• Source records:
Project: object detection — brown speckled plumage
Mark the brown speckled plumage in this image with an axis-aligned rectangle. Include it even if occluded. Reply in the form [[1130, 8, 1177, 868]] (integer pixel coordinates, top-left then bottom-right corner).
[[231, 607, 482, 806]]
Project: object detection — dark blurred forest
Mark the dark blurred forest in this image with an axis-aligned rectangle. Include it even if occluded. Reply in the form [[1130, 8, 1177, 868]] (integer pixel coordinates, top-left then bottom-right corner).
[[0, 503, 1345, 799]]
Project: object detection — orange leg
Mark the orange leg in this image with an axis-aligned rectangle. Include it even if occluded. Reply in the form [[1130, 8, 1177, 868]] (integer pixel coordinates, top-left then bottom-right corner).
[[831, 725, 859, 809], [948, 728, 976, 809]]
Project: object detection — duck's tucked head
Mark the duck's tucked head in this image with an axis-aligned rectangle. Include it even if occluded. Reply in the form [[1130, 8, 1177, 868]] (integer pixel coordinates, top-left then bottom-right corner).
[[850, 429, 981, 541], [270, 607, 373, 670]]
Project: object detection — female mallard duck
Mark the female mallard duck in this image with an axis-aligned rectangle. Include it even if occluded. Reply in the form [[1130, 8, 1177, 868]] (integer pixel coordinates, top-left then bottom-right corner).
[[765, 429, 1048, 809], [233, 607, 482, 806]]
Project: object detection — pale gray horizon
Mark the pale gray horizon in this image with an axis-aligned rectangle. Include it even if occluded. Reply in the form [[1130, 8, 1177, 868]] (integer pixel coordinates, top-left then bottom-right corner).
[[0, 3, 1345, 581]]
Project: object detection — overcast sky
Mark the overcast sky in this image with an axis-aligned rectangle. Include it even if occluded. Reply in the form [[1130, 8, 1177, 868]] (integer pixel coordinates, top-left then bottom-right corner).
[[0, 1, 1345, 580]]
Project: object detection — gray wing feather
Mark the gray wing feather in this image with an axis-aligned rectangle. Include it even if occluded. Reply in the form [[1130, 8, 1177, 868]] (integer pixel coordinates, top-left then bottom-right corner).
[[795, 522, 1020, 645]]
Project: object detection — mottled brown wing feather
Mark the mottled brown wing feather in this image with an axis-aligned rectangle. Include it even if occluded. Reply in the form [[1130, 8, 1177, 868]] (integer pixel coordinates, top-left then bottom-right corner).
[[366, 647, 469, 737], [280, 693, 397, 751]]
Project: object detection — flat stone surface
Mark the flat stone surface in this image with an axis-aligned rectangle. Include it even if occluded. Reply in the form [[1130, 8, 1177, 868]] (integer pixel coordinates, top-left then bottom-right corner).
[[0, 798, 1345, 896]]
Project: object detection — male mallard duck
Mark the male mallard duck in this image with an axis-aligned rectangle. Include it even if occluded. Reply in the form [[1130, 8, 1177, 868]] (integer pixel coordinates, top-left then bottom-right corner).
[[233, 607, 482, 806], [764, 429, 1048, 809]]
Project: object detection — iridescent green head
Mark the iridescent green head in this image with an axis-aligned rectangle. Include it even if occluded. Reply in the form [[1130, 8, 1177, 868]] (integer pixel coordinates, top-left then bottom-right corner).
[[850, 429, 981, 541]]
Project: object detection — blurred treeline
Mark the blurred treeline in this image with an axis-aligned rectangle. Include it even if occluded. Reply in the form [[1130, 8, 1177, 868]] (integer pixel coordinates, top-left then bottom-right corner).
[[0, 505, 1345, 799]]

• Requirements: Lay out every line of the rows above as a Markdown table with the columns "Line No." and "Text", numbering the lines in order and leaving out any blank lines.

• Expected answer:
| Line No. | Text |
|---|---|
| 1 | Project: object detection — brown speckled plumage |
| 2 | Mark the brown speckled plumage in this image with an axis-aligned rectangle. Include it even if occluded. Reply in the form [[1130, 8, 1177, 868]] (integer pixel coordinates, top-left then bottom-right corner). |
| 3 | [[231, 607, 482, 806]] |
| 4 | Project: object detection — dark blurred forest |
| 5 | Mark the dark blurred forest in this image with an axis-aligned rectangle. Include it even if occluded. Reply in the form [[1130, 8, 1177, 868]] (integer pixel coordinates, top-left then bottom-right corner). |
| 6 | [[0, 503, 1345, 799]] |
| 7 | Project: object detection — orange leg |
| 8 | Mark the orange leg in this image with an axis-aligned rectangle. Include it even if occluded. Reply in the form [[1130, 8, 1177, 868]] (integer pixel coordinates, top-left then bottom-right corner). |
| 9 | [[831, 725, 859, 809], [948, 728, 976, 809]] |
| 10 | Project: object detection — duck's tucked head |
| 11 | Mark the duck's tucked head in this image with an axis-aligned rectangle. Include it even if occluded. Reply in the form [[1130, 8, 1177, 868]] (integer pixel coordinates, top-left then bottom-right corner). |
| 12 | [[850, 429, 981, 541], [270, 607, 373, 670]] |
| 13 | Project: object detection — female mallard duck |
| 14 | Mark the female mallard duck in this image with an axis-aligned rectangle. Include it even if occluded. Reply in the form [[1130, 8, 1177, 868]] (integer pixel coordinates, top-left then bottom-right corner). |
| 15 | [[765, 429, 1048, 809], [233, 607, 482, 806]] |
| 16 | Project: object detection — pale gray horizon |
| 17 | Mark the pale gray horizon in this image with an axis-aligned rectangle. Include it even if occluded. Reply in the form [[1130, 8, 1177, 868]] (integer pixel coordinates, top-left then bottom-right corner). |
| 18 | [[0, 3, 1345, 581]] |
| 19 | Project: object detection — overcast sky |
| 20 | Mark the overcast sky in this image with an axis-aligned rectangle. Include it even if occluded. Reply in the form [[1130, 8, 1177, 868]] (integer pixel coordinates, top-left then bottom-right corner). |
| 21 | [[0, 1, 1345, 580]] |
| 22 | Project: object detection — gray wing feather |
| 23 | Mark the gray wing feather in this image with an axis-aligned rectangle. Include it even if occluded. Reply in the form [[1130, 8, 1177, 868]] (integer pixel coordinates, top-left then bottom-right corner). |
| 24 | [[795, 522, 1020, 645]] |
| 25 | Project: object detection — mottled brown wing feather |
| 26 | Mark the mottled brown wing feather in this image with an axis-aligned rectangle. Include it even if occluded. Reply in the form [[1130, 8, 1177, 868]] (integer pixel coordinates, top-left then bottom-right corner). |
| 27 | [[366, 647, 469, 737], [280, 693, 397, 751]] |
| 28 | Project: object detection — flat stone surface |
| 29 | Mark the flat stone surface in this image with an axis-aligned rectangle. Include it even if occluded. Reply in the form [[1130, 8, 1177, 868]] (integer pixel coordinates, top-left then bottom-right corner). |
| 30 | [[0, 798, 1345, 896]] |
| 31 | Project: object detection — male mallard duck |
| 32 | Mark the male mallard duck in this image with an axis-aligned rectangle. Include it even if occluded. Reply in the form [[1130, 8, 1177, 868]] (integer pixel coordinates, top-left then bottom-right corner). |
| 33 | [[233, 607, 482, 806], [764, 429, 1048, 809]] |
| 34 | Project: object detection — iridescent green head |
| 35 | Mark the iridescent green head in this image with an axis-aligned rectangle. Include it even if occluded. Reply in the form [[1130, 8, 1177, 868]] (integer pixel coordinates, top-left then bottom-right corner). |
| 36 | [[850, 429, 981, 541]] |
| 37 | Project: object detection — blurred treeline |
| 38 | Mark the blurred treeline in this image with an axis-aligned rectangle. Include it even if occluded. Reply in the form [[1130, 8, 1177, 868]] (integer pixel coordinates, top-left then bottom-right corner). |
| 39 | [[0, 505, 1345, 799]] |